Task brief
State how many lines in the rows below contain the string "beam". Reply with that number alone.

Items stored from a collection
++++++
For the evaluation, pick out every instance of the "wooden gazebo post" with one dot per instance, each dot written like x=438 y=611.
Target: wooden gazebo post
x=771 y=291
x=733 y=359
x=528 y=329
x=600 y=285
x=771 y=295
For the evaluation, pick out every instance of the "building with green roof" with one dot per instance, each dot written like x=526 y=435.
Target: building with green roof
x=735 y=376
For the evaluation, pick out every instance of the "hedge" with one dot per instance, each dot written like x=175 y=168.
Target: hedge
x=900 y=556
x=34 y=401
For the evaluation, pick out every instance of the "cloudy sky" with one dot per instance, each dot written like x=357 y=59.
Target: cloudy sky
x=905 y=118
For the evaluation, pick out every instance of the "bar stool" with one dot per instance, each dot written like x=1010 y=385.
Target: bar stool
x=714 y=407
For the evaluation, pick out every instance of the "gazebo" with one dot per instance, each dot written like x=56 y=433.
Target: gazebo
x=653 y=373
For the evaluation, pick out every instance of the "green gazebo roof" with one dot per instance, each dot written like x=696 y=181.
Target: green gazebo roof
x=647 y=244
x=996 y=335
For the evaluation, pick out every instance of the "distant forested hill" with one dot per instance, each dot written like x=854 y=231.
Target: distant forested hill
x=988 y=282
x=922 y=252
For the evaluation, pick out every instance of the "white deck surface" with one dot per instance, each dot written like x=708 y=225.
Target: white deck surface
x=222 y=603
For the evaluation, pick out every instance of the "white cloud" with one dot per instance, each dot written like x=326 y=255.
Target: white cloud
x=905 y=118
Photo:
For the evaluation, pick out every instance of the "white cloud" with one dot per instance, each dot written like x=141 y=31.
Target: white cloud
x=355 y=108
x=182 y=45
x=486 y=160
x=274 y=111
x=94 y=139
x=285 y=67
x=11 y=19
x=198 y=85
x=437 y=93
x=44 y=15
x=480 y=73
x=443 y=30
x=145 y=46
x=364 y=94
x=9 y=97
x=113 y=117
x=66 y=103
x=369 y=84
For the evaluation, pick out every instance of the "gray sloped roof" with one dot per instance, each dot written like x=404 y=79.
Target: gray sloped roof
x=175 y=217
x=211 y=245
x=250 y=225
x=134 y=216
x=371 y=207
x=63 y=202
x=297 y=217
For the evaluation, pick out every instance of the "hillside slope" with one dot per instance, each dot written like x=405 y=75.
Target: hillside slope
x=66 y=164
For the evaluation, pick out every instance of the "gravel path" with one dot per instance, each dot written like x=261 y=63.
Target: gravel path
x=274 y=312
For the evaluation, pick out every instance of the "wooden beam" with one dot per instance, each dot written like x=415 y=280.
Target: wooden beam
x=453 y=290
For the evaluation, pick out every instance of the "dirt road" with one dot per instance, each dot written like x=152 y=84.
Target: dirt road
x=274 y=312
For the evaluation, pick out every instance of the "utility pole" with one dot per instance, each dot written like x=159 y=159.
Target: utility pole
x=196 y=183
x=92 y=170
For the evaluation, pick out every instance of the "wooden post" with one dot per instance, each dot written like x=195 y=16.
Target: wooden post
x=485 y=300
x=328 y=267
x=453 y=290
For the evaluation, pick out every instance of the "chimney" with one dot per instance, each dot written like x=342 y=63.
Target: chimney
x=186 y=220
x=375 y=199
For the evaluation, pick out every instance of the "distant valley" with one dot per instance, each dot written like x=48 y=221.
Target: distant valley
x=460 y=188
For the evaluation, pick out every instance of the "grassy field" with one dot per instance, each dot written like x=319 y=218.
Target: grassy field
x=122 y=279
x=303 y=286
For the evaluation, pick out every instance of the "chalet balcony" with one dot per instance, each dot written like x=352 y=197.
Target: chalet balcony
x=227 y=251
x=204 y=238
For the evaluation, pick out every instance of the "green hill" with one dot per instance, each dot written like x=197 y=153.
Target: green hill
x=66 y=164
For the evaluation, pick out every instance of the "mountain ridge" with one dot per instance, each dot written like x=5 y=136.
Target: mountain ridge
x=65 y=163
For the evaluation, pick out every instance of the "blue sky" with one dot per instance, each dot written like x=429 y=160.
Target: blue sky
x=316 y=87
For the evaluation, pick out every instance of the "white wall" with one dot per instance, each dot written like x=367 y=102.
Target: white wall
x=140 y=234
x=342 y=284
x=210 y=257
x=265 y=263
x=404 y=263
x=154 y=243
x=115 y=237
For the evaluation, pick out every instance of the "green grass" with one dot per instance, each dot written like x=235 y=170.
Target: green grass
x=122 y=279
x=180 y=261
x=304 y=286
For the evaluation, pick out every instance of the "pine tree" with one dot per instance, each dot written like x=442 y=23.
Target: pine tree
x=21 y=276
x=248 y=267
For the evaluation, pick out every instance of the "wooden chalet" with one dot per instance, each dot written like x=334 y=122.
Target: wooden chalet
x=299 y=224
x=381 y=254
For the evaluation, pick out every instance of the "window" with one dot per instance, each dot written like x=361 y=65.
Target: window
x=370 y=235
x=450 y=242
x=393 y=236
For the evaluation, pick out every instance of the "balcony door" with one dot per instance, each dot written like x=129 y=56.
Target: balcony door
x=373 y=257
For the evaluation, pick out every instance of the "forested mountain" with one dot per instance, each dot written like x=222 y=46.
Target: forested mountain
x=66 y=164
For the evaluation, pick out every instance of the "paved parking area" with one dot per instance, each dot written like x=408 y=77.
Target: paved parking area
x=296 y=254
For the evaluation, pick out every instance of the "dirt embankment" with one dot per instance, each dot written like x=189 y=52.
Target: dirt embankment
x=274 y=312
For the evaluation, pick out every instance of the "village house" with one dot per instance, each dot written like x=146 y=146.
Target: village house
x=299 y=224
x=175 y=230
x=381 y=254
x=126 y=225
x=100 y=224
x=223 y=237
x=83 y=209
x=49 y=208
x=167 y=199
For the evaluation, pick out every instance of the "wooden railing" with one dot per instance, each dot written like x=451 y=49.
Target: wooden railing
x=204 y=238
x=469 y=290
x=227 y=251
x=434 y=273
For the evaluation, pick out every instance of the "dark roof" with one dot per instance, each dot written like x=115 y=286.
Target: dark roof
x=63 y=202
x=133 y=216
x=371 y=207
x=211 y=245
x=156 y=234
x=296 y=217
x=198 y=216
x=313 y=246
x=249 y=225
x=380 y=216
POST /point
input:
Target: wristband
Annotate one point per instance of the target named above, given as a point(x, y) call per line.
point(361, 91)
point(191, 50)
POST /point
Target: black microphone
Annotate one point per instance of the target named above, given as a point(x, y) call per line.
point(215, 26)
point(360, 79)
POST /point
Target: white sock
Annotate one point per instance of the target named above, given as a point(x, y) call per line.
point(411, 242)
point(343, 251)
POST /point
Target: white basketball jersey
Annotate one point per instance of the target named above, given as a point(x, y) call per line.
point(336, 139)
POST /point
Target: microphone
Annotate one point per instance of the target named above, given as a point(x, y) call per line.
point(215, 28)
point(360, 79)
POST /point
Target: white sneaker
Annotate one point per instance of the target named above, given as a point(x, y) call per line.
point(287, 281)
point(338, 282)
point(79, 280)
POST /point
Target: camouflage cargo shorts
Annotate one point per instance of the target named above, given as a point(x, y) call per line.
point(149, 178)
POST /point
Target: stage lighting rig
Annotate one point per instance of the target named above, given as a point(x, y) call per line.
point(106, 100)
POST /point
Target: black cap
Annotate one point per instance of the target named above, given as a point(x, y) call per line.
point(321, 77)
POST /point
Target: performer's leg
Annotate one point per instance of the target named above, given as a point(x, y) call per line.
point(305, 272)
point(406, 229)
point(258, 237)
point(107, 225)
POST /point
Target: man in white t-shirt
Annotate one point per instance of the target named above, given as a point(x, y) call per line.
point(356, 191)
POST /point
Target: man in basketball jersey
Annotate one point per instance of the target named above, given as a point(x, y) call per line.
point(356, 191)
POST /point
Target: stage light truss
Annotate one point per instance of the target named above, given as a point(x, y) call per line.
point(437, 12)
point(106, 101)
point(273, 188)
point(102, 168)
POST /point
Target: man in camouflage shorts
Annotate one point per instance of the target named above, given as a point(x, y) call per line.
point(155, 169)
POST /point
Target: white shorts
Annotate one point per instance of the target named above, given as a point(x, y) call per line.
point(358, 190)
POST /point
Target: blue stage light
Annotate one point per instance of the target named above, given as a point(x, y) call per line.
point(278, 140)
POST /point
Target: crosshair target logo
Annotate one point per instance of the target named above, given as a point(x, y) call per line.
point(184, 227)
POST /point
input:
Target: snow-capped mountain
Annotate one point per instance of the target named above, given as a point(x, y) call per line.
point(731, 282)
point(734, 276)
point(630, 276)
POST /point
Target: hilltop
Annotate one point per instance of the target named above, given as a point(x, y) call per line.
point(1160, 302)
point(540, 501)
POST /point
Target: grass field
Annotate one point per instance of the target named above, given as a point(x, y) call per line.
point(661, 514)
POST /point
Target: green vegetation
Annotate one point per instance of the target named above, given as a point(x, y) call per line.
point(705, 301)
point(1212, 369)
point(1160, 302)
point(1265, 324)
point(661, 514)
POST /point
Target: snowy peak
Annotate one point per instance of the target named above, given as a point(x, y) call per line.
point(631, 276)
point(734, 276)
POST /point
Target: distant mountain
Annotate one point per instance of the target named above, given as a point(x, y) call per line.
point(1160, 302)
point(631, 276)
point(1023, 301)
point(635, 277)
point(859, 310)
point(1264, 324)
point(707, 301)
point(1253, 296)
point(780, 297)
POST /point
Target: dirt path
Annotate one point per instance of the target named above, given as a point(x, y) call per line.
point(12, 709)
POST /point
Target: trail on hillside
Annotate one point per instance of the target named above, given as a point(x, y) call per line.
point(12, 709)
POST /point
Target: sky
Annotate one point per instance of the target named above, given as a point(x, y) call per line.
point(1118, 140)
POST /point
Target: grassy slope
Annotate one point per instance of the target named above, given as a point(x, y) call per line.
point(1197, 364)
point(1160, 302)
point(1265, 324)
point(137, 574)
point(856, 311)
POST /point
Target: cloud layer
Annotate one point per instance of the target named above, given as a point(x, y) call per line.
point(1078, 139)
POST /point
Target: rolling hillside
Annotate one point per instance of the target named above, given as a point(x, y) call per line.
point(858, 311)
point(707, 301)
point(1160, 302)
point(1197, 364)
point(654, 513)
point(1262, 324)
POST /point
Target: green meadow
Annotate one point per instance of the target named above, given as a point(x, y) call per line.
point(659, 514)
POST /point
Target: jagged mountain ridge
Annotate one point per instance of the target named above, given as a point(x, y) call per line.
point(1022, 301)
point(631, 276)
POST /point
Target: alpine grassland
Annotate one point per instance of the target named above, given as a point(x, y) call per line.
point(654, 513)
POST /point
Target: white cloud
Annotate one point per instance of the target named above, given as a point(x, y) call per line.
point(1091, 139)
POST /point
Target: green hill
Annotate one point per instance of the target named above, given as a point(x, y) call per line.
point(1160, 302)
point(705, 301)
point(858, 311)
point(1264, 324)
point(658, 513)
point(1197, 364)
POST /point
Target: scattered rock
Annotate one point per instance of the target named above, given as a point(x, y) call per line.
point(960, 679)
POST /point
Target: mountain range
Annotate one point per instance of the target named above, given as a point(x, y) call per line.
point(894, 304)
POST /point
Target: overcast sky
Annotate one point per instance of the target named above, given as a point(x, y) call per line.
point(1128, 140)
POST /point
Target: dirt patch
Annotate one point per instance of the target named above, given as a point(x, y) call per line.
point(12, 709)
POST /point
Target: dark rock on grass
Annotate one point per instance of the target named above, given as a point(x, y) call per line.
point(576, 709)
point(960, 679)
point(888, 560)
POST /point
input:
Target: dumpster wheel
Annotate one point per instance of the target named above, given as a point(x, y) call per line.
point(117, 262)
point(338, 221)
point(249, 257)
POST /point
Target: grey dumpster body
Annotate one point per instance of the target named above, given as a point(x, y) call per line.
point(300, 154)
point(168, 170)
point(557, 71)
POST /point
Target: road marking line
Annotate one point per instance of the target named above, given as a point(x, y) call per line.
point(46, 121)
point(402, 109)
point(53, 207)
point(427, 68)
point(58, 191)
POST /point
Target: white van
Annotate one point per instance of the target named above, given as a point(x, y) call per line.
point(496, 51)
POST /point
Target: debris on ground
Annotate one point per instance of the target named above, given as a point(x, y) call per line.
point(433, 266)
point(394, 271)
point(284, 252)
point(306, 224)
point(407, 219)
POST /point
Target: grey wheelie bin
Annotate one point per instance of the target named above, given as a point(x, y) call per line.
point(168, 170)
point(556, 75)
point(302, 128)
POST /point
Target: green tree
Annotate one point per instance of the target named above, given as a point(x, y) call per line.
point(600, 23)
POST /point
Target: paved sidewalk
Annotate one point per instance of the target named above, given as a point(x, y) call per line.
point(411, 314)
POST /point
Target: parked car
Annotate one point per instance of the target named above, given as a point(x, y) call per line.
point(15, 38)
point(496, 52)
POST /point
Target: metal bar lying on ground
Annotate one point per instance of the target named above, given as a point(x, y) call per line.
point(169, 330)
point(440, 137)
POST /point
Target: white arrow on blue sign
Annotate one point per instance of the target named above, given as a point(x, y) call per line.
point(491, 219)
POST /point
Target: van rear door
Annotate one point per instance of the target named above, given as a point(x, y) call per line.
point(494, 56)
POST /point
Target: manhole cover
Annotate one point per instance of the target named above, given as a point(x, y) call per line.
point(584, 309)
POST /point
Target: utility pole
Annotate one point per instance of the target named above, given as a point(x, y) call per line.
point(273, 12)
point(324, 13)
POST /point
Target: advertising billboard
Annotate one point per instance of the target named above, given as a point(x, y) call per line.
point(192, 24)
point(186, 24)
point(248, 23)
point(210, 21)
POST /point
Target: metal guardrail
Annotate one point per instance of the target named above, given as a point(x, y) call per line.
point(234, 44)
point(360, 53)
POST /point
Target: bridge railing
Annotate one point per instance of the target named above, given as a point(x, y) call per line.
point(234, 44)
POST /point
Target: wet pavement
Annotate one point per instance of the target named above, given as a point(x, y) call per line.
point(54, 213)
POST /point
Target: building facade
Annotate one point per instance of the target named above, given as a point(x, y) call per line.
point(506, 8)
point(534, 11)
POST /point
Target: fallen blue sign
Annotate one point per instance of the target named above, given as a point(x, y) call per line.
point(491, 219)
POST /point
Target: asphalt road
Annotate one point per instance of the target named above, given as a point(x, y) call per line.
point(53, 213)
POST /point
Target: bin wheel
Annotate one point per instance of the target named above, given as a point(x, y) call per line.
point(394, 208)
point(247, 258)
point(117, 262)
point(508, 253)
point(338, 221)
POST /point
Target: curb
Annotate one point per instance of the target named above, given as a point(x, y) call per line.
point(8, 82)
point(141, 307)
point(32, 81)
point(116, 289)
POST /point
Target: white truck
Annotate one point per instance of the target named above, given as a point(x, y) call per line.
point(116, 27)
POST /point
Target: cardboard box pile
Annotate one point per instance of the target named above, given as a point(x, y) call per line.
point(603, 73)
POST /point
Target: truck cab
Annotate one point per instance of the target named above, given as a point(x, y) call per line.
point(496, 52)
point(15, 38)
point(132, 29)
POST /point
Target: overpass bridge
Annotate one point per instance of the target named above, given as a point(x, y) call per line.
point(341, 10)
++++++
The response
2